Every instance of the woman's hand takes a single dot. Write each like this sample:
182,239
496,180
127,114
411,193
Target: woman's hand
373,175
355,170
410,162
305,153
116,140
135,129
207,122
_____
▶ _Set exercise_:
Please print every line of the records above unchanged.

▶ _Answer to the exercise_:
Every instance of the woman's hand takes a single dot. Write each like this sample:
182,239
496,180
127,114
411,193
Target: woman's hand
373,175
355,170
410,162
305,153
116,140
135,129
207,122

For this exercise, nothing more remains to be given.